> [WHAT IS EXPECTED] Rewrite all of the entries below, putting "image" wherever "photo" appears and leaving everything else unchanged. Omit the pictures from your version.
─── MATERIALS PROVIDED
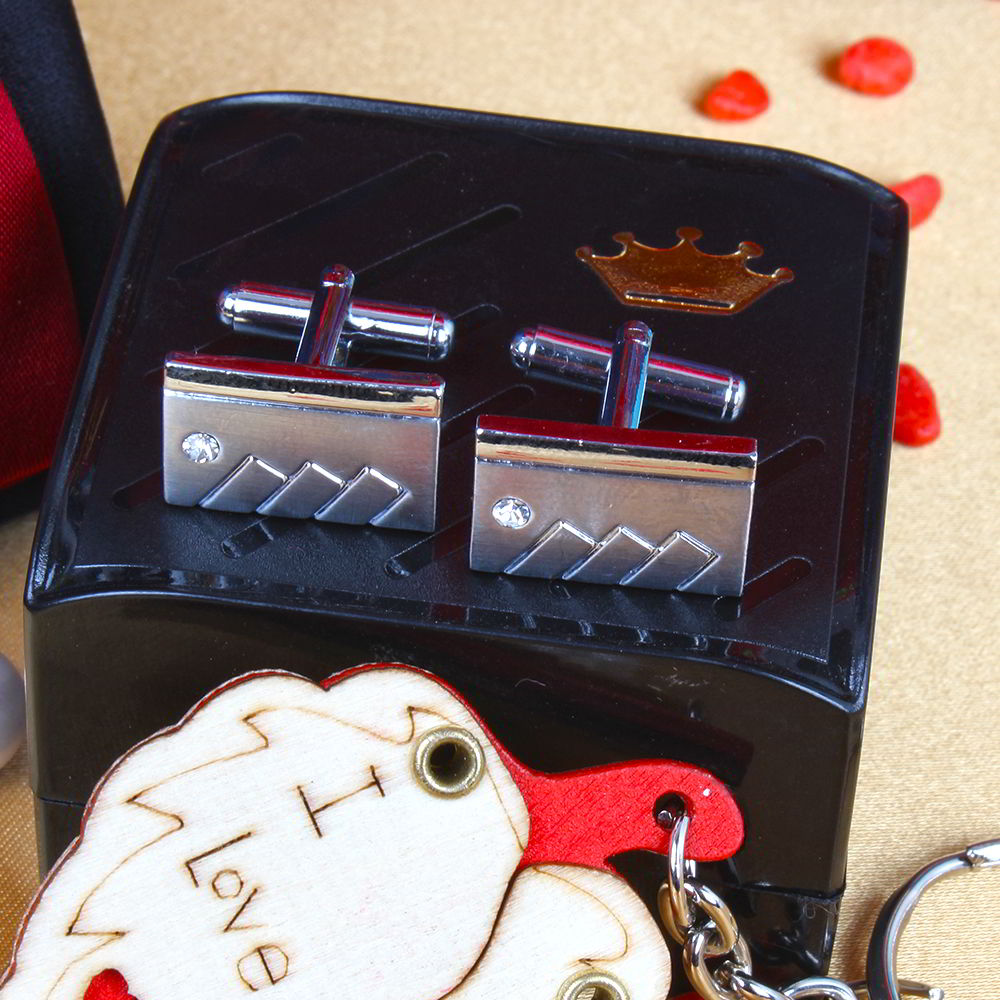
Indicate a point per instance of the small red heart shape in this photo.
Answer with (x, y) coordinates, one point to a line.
(921, 195)
(737, 97)
(917, 419)
(876, 66)
(108, 985)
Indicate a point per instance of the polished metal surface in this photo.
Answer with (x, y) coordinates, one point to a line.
(672, 383)
(626, 381)
(449, 761)
(309, 438)
(320, 343)
(672, 515)
(700, 921)
(612, 504)
(401, 330)
(682, 276)
(350, 446)
(882, 983)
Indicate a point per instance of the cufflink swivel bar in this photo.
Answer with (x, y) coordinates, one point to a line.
(673, 384)
(612, 504)
(403, 330)
(627, 376)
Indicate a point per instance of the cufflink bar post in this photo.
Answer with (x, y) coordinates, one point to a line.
(672, 383)
(386, 327)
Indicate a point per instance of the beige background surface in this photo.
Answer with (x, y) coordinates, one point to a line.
(930, 773)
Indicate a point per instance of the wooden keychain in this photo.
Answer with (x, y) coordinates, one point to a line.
(367, 836)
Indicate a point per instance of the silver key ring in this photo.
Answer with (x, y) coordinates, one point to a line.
(882, 983)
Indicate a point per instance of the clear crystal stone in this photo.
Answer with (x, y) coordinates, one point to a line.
(200, 447)
(511, 512)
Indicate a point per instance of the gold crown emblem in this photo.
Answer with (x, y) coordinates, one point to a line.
(682, 276)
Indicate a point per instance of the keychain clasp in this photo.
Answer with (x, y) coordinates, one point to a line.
(882, 983)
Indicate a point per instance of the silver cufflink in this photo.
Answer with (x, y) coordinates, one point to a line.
(671, 383)
(612, 504)
(309, 438)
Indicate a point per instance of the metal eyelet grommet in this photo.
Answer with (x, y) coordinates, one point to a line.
(448, 761)
(592, 986)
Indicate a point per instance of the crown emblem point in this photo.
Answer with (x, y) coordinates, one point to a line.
(682, 276)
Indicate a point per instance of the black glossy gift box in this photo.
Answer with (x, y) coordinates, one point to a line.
(135, 609)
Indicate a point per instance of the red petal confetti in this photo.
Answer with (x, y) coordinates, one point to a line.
(917, 418)
(877, 66)
(108, 985)
(737, 97)
(921, 194)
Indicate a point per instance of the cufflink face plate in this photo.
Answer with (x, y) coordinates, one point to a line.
(291, 440)
(612, 506)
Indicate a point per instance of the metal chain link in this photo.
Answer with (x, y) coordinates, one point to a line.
(697, 919)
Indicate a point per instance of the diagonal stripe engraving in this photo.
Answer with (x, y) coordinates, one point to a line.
(675, 564)
(621, 557)
(611, 558)
(363, 498)
(253, 485)
(560, 545)
(246, 486)
(305, 492)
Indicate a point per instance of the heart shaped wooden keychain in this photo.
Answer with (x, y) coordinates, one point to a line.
(367, 836)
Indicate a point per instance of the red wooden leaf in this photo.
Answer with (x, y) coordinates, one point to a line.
(108, 985)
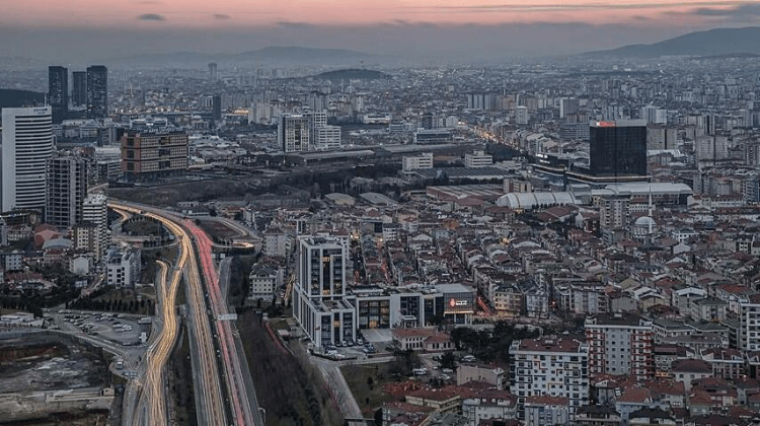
──────
> [CORRECT RESPONSE]
Indicate a point per instance of the small red heart shape in this image.
Answer with (x, y) coordinates, one point to a line.
(921, 195)
(737, 97)
(917, 419)
(876, 66)
(108, 985)
Indicate a point per instance of the polished metal surface in this image.
Answer with (x, y) coordinates, one point to a line.
(672, 383)
(626, 381)
(449, 761)
(309, 438)
(320, 343)
(672, 515)
(700, 921)
(612, 504)
(401, 330)
(682, 276)
(350, 446)
(882, 983)
Indicate a point per instance of the cufflink swivel bar in this image.
Answer with (x, y) coordinates, one point to a line.
(673, 384)
(612, 504)
(403, 330)
(627, 376)
Indicate a point per instance of the cufflink bar post in this image.
Answer with (x, y) coordinates, one point to a line.
(672, 383)
(386, 327)
Indicate a point per instance of the beige background surface in this image.
Answer with (x, y) coordinates, one point to a line.
(930, 773)
Indicate a point per instance of the wooden keychain in this image.
Answer with (x, y) coordinates, one point to a line.
(367, 836)
Indicate a point per instance of the silver key ring in this image.
Answer with (x, y) coordinates, one point to a line.
(882, 983)
Indicate a point per instance of the clear crystal stone in this image.
Answer with (x, y) coordinates, one point to a line.
(200, 447)
(511, 512)
Indicate a point per instance of the gold crown emblem in this image.
Answer with (x, y) coordinates, one point to a line.
(682, 276)
Indicate a point per instance of the keychain clasp in this image.
Answer with (x, y) coordinates, one point to a line.
(882, 983)
Indicate a point per instance of the silver cufflink in this image.
Answer with (x, y) coordinates, one point to a line.
(671, 383)
(612, 504)
(309, 438)
Indicate a point per instance of the metal eyelet grommet in this image.
Answer with (x, y) coordinates, one point to a line.
(448, 761)
(592, 986)
Indicate a point per instance of the crown emblem point in this image.
Answer with (x, y) coordinates, one point to a line.
(682, 276)
Indicate a point per instance of the black glossy gift box in this image.
Answer with (x, y) coordinates, one point to a line.
(135, 609)
Indicate a point per instance of the red petal confetti in this image.
Answer with (x, y) coordinates, one point to a line.
(917, 418)
(877, 66)
(108, 985)
(737, 97)
(921, 194)
Indicate a point per instance of the cufflink face plate in this image.
Answer with (x, y) coordinates, one point to a line.
(291, 440)
(612, 506)
Indicate a point per instance of the metal chain link in this image.
Answer with (x, y) coordinates, one point to a line.
(697, 919)
Indicate a point per instance of the diagonal stripe engraving in this image.
Answer with (x, y) coordinates, one point to a line.
(675, 564)
(621, 557)
(611, 558)
(363, 498)
(253, 485)
(560, 545)
(246, 486)
(305, 492)
Indicate a point per instance of the heart shaped wooden keychain in this image.
Answer with (x, y) coordinates, one point to a line.
(367, 836)
Indicate a point per instance of the red wooden leaf in this image.
Answer with (x, y) coordinates, one point to a line.
(108, 985)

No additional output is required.